- _ЗАДАНИЕ_
Ответьте на вопросы по фрагменту о споре Канингэма с Уиклифом.
1. Кто, если принять взгляд Уиклифа на прошлое и будущее, и ныне стоит во главе христианской Церкви?
2. Какие слова пророка Амоса приведены как пример фигуры самоуничижения?
3. Какие высказывания, согласно Канингэму, логик должен принимать во внимание?

- _ПОКАЗАННЫЙ ФРАГМЕНТ_
В самом деле: если принять, вслед за Уиклифом, что прошлое и будущее растворены в божественном настоящем, и, следовательно, суть одно и то же, то придется принять также, что апостол Петр и ныне стоит во главе христианской Церкви, а пришествие Христа еще только должно состояться в будущем. Кроме того, остается совершенно неопределенным, как согласуются с Уиклифовым прочтением Писания многочисленные речения, риторический смысл которых отменяет их смысл исторический: например, фигуру самоуничижения в речи пророка Амоса, когда тот говорит «non sum propheta». По мнению Канингэма, в данном случае противоречие может быть разрешено, только если мы постулируем существование своего рода «возможного мира», в котором Амос не был бы пророком и не мог бы им стать56. Этих и подобных нелепостей можно избежать, только признав, что в библейском тексте содержатся высказывания, ложные сами по себе, т. е. с логической точки зрения, но истинные в определенном естественном языке. Таким образом, согласно оппонентам Уиклифа, исторический язык Писания и «чистый» язык логиков взаимно не конвертируемы, поскольку язык библейских писателей неизбежно обременен опытом ложных словоупотреблений.
Равным образом не принимает Канингэм и принципы семантического членения священного текста, позволяющие Уиклифу утверждать истинность того или иного речения через соотнесение с контекстом: согласно Кеннингэму, логик должен принимать во внимание лишь «атомарные» высказывания, образуемые субъект-предикатным отношением. Несостоятельность тезиса Уиклифа о необходимости соотнесения с интенцией посредством реконструкции целого высказывания он доказывает следующим образом. Предположим, что в предложении «Иудеи говорят, что в Христе бес» «частичное» высказывание «в Христе есть бес» обладает значением, «адекватным» значению целого (ведь Уиклиф хочет, чтобы оба они были истинными de virtute sermonis). Тогда получаем силлогизм: «Иудеи говорят, что в Христе есть бес; следовательно, в Христе есть бес», каковой оскорбляет слух всякого христианина57.

- _РАЗДЕЛ ДАННЫХ_
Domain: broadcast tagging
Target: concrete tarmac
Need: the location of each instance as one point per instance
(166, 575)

- _ОТВЕТ_
1. Апостол Петр.
2. «non sum propheta».
3. Лишь «атомарные» высказывания, образуемые субъект-предикатным отношением.